Provided text.
########

What A Taboo

What a taboo.

I’ve spent the past month or so writing up pages and pages of different blogs, trying to make them funny or trying to give them a message and a reason for even writing them in the first place.

But my reason has been In front of me all along.

People saying that it’s become fashionable, that it’s a trend.

What if that wasn’t the case?

What if all these thousands of people coming forward and asking for help are in genuine need.

What if we’re all just riddled with ADHD and you can’t stop us.

So let’s get down to it.

I married my sister on the 21st of May 2021.

That never gets a good reaction, let me try again.

On the 21st of may 2021 I wrote and performed my sister’s wedding ceremony, marrying my sister and brother in-law together.

That’s it.

I’d say this is where my love of writing began. Before this my relationship with writing was a little rocky, it was mostly copy and pasted from Wikipedia and resulted in a lot of F’s. Apart from this one time in geography that I managed to bag an A from copy and pasting every single word from a rogue website I found fifteen pages into a google search, I have never been more proud… and neither had my parents.

Anyhow I didn’t have the best relationship with words, and a part of me can now understand why I was diagnosed with dyslexia but also if you ask me, I think it’s a bit of an insult towards Wikipedia.

I started writing again because I broke myself physically, I had gone snowboard over tit and ended my time on the slopes earlier than planned, You can read about this is in my post called ‘My ACL and I(CE).

I adored picking up my laptop and writing again.

But why?

I had hated it so much in the past.

What had made me love it so much now?

Let’s delve into the my own psychology, I say my own because I’m no scientist, psychologist or doctor. I’m just me.

I’m Me. Hannah May or May not Davenport and I have ADHD.

I hope when you read along with me I can help you find comfort in who you are and that it really is okay to be you whatever that may entail.

So to answer the question, I love writing so much now because nobody is telling me what I have to write or even how I have to write what I am writing about in the first place.

########

Work request A. Reproduce the blog post verbatim from "What if that" to "down to it.".
Work request B.
Answer these questions from the blog post:
(i) On what date did the writer perform the sister's wedding ceremony?
(ii) In which subject did the writer receive an A?
(iii) During what activity did the writer get injured?
Rely solely on the blog post to respond.

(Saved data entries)
########

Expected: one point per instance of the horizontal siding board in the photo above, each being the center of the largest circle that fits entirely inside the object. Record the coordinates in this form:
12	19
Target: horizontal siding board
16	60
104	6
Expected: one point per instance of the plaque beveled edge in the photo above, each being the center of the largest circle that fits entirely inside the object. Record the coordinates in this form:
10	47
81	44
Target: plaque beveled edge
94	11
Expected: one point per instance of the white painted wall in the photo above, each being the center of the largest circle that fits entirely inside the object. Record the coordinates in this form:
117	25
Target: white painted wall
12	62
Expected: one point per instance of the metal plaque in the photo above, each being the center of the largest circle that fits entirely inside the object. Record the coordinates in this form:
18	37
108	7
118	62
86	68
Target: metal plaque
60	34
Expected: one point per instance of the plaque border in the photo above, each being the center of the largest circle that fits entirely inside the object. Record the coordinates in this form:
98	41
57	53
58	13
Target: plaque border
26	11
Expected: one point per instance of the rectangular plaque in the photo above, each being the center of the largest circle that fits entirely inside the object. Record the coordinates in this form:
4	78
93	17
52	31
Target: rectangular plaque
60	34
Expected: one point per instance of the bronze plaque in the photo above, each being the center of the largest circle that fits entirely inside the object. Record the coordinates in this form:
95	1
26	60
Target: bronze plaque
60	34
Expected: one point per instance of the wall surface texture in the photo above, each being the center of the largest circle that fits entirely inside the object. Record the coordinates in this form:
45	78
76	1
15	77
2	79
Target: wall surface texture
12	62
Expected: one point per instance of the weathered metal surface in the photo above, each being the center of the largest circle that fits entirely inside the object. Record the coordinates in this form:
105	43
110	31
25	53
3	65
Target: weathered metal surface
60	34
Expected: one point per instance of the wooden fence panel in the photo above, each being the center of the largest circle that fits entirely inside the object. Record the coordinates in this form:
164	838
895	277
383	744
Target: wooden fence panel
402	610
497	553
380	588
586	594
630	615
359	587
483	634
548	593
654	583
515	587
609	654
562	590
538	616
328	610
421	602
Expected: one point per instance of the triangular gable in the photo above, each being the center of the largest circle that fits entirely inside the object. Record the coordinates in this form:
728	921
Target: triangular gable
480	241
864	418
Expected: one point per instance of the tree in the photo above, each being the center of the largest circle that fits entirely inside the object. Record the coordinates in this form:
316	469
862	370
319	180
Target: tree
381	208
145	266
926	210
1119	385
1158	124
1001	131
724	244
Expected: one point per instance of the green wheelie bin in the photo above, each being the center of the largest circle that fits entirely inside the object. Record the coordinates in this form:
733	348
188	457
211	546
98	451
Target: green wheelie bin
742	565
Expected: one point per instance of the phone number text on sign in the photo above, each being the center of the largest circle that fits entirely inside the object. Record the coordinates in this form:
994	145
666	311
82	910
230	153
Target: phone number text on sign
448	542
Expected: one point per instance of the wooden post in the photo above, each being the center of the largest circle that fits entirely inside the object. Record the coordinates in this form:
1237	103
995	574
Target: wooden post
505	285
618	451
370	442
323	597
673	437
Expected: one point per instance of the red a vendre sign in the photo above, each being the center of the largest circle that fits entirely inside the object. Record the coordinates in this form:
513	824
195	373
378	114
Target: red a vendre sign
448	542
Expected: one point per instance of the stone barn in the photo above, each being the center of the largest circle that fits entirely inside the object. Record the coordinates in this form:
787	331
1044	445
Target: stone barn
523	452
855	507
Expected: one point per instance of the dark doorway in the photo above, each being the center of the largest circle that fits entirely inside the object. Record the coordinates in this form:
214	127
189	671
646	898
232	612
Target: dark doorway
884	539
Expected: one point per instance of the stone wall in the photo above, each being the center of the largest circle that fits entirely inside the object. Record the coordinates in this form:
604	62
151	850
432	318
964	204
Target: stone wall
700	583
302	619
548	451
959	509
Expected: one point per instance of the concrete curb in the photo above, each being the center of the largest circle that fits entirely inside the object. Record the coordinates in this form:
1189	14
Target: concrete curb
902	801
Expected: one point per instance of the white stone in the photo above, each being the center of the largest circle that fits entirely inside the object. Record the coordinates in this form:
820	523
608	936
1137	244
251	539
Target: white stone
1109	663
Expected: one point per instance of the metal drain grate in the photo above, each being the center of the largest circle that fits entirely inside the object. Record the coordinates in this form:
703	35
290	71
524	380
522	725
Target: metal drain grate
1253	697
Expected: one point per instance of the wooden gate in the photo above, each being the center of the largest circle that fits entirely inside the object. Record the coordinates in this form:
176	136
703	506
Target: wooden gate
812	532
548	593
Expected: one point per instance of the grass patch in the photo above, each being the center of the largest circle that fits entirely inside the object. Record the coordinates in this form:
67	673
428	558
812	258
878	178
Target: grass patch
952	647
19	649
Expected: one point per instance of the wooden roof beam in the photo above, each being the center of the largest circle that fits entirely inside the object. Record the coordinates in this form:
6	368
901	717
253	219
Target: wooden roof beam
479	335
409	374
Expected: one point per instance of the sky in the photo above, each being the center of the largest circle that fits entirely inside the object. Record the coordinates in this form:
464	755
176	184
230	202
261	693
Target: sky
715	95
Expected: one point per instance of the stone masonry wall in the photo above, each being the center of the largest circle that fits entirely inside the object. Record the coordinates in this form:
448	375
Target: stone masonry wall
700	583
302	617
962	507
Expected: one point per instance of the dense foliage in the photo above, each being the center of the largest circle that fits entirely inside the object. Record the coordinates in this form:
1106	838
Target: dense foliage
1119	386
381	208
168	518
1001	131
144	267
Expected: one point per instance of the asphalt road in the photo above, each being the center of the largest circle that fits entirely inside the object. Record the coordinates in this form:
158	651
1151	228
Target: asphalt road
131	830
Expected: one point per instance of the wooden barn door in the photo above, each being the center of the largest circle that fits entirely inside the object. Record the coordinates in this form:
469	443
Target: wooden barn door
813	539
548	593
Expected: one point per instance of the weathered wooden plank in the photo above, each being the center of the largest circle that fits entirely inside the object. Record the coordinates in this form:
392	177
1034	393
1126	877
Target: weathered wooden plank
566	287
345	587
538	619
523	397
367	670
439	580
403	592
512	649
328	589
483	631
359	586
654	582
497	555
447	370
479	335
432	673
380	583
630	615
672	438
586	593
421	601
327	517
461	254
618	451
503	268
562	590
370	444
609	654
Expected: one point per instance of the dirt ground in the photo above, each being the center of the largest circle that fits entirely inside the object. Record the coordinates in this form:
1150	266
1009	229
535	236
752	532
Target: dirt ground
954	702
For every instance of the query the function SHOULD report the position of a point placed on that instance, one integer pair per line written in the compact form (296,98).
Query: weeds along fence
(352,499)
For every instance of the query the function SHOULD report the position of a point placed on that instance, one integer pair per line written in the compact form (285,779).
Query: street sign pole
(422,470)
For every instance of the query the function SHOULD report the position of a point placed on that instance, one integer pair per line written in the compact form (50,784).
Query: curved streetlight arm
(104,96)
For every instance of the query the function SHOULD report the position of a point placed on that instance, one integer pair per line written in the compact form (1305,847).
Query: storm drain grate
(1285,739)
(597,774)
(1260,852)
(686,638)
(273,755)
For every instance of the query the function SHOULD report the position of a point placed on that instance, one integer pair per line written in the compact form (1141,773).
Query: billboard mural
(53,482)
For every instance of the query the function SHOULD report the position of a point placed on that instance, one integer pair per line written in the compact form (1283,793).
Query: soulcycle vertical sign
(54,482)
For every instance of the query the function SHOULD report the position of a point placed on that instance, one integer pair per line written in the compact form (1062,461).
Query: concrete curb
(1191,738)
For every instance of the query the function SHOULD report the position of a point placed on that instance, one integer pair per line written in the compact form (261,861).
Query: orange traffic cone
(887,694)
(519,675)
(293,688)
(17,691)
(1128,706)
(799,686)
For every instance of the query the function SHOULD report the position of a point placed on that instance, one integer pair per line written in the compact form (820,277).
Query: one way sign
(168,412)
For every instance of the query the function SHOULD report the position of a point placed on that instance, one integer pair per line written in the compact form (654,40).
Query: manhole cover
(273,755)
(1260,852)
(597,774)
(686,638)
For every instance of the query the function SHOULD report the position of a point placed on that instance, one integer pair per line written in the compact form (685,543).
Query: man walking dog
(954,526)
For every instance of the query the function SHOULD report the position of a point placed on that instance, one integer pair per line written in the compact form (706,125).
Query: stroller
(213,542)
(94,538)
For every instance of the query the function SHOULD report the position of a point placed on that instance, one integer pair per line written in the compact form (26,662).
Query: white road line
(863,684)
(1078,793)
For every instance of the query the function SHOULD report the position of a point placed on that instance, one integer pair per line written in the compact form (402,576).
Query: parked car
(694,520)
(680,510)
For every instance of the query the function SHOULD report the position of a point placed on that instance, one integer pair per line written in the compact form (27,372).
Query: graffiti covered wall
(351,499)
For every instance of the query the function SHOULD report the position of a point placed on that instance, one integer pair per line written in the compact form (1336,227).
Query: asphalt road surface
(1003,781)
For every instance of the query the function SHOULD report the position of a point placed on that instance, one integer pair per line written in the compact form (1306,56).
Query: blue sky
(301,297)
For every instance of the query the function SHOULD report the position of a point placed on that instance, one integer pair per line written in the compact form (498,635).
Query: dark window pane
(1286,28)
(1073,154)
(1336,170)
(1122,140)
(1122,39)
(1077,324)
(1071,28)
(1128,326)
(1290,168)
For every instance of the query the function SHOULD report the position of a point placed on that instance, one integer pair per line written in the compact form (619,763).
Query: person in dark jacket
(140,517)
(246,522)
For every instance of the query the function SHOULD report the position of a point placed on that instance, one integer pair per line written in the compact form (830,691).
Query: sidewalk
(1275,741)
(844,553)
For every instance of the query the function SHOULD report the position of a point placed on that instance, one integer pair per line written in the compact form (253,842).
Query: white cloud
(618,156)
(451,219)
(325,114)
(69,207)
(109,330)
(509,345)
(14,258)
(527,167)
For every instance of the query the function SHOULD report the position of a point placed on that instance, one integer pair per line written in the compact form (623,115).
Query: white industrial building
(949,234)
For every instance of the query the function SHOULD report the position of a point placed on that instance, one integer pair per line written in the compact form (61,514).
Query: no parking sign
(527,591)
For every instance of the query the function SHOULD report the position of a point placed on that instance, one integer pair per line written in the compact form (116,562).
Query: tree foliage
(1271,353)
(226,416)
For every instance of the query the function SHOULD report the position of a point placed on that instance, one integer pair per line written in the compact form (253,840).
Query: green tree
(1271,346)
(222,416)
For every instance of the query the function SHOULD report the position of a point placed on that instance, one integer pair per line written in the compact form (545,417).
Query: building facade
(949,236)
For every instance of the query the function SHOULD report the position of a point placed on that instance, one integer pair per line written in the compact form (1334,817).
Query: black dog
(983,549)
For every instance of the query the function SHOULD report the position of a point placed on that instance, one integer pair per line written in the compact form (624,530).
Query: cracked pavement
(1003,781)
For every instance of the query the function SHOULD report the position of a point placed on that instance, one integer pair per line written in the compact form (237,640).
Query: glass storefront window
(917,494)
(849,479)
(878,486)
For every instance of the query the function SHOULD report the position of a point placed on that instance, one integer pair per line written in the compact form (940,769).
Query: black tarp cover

########

Response area A.
What if that wasn’t the case?

What if all these thousands of people coming forward and asking for help are in genuine need.

What if we’re all just riddled with ADHD and you can’t stop us.

So let’s get down to it.

Response area B.
(i) The 21st of May 2021.
(ii) Geography.
(iii) Snowboarding.